» Stated task: Which lines in the records below contain the word "grey"? List every such line in full, counting only matches in the same case.

» The input:
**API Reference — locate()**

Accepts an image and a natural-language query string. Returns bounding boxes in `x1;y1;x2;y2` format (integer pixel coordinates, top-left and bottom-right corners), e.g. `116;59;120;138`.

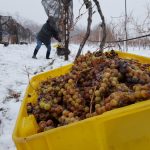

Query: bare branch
76;0;93;58
93;0;106;52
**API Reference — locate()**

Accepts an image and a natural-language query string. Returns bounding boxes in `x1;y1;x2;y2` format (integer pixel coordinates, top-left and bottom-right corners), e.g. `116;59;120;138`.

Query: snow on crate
0;44;150;150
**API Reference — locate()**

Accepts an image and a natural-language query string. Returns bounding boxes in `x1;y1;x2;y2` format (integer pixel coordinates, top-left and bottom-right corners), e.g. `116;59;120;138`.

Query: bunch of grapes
27;51;150;132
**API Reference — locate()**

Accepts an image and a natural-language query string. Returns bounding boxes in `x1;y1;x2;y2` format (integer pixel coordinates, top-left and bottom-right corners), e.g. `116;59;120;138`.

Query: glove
57;37;61;43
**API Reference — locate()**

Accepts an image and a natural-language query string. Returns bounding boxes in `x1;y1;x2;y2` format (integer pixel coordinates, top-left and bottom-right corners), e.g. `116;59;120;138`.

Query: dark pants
33;38;51;58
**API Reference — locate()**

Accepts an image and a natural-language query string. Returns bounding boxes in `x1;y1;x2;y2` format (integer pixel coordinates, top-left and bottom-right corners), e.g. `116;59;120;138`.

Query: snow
0;43;150;150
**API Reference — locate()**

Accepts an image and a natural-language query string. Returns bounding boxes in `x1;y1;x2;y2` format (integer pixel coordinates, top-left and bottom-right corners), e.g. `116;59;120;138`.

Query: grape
26;51;150;132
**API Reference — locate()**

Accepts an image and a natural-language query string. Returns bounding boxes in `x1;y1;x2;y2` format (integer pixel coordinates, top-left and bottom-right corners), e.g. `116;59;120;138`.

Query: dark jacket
37;20;60;44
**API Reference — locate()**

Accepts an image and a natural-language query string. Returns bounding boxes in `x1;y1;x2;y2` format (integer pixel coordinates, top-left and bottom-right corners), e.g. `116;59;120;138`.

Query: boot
32;49;38;59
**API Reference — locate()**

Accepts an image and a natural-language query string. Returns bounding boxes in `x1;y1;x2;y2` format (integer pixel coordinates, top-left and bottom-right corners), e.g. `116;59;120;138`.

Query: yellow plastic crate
13;52;150;150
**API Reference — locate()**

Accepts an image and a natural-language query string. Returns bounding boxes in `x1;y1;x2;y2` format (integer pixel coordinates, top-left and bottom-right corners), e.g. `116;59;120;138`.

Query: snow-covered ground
0;44;150;150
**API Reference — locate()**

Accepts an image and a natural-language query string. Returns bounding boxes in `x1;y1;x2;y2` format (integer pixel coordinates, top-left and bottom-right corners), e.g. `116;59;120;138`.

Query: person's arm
48;18;61;42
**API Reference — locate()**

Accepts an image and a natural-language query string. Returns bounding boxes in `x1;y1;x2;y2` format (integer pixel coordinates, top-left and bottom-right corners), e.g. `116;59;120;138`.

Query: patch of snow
0;43;150;150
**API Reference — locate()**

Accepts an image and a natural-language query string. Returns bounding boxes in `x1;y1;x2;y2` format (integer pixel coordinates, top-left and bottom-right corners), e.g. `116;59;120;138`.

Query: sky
0;0;150;26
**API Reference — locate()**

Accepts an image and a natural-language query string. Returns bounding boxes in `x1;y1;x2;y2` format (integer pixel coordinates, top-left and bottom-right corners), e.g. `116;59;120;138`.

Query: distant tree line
0;15;34;44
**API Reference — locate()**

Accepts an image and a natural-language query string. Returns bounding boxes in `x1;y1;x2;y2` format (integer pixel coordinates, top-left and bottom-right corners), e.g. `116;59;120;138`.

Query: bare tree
76;0;92;58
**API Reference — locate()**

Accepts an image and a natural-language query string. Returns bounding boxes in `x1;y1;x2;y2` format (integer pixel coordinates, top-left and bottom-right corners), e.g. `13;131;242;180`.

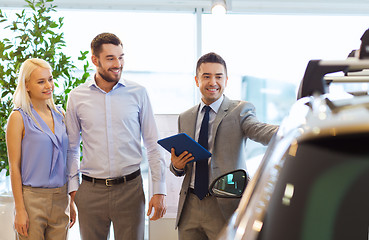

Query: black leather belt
188;188;210;197
82;169;141;187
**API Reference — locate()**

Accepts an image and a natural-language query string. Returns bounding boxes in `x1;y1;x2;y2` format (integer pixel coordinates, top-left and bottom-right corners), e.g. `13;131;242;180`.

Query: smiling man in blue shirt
67;33;166;240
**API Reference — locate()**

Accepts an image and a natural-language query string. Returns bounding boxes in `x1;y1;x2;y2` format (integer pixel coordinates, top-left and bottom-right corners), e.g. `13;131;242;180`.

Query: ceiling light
211;0;227;14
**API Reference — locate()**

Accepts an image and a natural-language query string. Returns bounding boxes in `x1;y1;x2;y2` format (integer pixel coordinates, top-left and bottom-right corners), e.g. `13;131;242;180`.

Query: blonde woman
6;59;75;240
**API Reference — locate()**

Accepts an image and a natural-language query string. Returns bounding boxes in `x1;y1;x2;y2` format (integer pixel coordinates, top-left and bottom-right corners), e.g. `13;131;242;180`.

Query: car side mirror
209;169;249;198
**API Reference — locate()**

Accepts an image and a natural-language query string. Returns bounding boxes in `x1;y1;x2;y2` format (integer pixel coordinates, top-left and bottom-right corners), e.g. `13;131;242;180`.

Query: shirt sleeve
140;90;167;195
66;93;81;193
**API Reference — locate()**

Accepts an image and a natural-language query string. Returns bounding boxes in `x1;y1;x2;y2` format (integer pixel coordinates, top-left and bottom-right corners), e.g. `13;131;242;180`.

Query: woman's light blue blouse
15;107;68;188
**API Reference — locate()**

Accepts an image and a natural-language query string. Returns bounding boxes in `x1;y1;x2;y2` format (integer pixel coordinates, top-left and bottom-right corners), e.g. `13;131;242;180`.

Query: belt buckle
105;178;113;187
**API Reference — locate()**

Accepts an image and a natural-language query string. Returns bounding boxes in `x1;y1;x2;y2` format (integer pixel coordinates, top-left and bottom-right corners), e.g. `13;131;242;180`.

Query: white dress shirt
190;95;224;188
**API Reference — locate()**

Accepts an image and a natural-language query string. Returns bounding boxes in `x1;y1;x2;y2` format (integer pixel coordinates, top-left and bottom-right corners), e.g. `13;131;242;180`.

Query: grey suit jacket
170;97;278;227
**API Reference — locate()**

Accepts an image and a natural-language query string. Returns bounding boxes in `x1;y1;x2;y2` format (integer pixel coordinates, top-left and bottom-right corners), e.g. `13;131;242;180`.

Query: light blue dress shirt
66;79;166;194
15;106;68;188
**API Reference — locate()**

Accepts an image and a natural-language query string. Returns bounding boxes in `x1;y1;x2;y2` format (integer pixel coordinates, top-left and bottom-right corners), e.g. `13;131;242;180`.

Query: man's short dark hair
91;33;123;57
196;52;228;76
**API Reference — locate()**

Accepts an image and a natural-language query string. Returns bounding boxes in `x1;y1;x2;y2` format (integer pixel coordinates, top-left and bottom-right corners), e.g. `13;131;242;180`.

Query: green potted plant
0;0;90;175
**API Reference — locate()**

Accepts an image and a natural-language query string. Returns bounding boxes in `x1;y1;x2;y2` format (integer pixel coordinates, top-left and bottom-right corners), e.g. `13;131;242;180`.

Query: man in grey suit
170;53;278;240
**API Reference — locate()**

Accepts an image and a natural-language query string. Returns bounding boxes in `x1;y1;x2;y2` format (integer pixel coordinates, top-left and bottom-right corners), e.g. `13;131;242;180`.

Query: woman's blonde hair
13;58;63;127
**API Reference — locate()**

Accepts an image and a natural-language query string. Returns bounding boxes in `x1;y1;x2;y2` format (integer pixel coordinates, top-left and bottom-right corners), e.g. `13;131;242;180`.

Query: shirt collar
200;95;224;113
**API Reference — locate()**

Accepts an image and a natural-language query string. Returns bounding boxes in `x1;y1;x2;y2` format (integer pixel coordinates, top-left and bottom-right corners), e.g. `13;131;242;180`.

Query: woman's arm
6;111;29;236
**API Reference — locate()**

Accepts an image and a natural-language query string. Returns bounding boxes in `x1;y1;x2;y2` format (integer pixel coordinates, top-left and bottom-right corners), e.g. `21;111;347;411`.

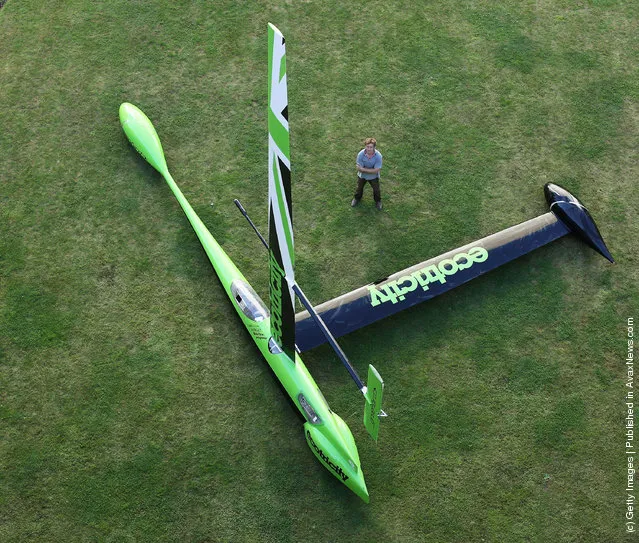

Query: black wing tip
544;183;615;264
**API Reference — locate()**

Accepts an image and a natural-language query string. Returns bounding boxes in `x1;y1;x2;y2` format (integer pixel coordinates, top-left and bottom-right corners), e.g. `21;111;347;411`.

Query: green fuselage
164;172;368;502
120;103;368;502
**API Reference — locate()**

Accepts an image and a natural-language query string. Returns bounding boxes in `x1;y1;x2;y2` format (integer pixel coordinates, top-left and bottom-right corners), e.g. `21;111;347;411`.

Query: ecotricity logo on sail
368;247;488;307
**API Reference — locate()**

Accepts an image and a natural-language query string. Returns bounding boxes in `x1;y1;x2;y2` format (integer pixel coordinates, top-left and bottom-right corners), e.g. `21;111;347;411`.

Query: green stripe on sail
268;106;291;161
280;53;286;81
273;156;295;266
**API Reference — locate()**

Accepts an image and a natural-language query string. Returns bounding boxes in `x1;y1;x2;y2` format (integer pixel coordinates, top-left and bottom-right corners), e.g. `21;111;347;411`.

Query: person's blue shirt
358;149;382;180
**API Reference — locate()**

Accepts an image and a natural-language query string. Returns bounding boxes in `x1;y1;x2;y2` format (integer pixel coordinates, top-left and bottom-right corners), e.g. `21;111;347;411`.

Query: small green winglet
364;364;387;441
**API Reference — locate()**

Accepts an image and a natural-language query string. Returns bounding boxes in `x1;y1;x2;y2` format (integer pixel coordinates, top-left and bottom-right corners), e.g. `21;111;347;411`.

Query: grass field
0;0;639;543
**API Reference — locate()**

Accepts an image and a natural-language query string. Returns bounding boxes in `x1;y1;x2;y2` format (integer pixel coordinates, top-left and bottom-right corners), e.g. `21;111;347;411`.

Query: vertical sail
268;24;295;360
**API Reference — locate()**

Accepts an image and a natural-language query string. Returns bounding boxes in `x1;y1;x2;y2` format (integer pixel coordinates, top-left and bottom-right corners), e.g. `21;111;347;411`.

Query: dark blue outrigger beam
295;183;614;352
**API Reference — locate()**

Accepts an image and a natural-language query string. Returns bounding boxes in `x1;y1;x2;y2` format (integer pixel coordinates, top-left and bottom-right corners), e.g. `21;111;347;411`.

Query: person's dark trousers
355;175;382;202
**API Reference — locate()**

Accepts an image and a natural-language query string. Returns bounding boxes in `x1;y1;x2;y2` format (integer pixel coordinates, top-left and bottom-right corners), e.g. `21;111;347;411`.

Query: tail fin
364;364;386;441
268;24;295;360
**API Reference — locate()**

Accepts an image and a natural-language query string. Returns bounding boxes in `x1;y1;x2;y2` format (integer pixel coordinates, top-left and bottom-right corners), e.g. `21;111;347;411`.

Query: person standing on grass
351;138;382;211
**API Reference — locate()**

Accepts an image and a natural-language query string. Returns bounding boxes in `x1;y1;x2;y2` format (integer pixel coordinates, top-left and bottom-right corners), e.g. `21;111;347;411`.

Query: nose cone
544;183;614;263
120;102;167;175
304;420;370;503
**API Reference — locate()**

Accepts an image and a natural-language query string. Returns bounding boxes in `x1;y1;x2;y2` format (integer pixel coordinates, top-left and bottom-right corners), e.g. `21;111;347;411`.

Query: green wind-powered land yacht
120;24;613;503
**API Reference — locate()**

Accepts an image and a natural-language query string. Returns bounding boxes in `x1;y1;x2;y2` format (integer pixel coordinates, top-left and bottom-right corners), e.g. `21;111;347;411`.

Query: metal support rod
293;283;366;394
233;198;268;250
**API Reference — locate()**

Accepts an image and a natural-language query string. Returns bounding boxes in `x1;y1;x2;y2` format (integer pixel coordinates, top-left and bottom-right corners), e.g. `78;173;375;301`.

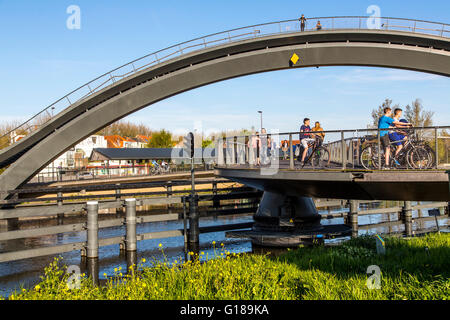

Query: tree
202;139;214;149
405;99;434;127
147;129;173;148
97;121;153;137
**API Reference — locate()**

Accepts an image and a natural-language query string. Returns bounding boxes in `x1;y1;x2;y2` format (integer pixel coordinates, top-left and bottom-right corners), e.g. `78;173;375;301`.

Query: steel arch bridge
0;17;450;199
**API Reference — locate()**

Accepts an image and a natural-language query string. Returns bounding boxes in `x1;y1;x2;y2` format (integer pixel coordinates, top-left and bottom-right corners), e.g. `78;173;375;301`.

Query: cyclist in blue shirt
299;118;314;165
378;107;412;169
389;108;408;165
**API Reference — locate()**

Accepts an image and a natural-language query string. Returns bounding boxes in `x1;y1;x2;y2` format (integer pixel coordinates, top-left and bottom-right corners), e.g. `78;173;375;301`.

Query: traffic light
183;132;194;159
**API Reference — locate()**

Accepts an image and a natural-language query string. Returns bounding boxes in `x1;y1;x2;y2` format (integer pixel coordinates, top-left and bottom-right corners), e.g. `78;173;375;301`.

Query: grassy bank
4;233;450;300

» Exercise response:
Query: grey suit jacket
Query: man in grey suit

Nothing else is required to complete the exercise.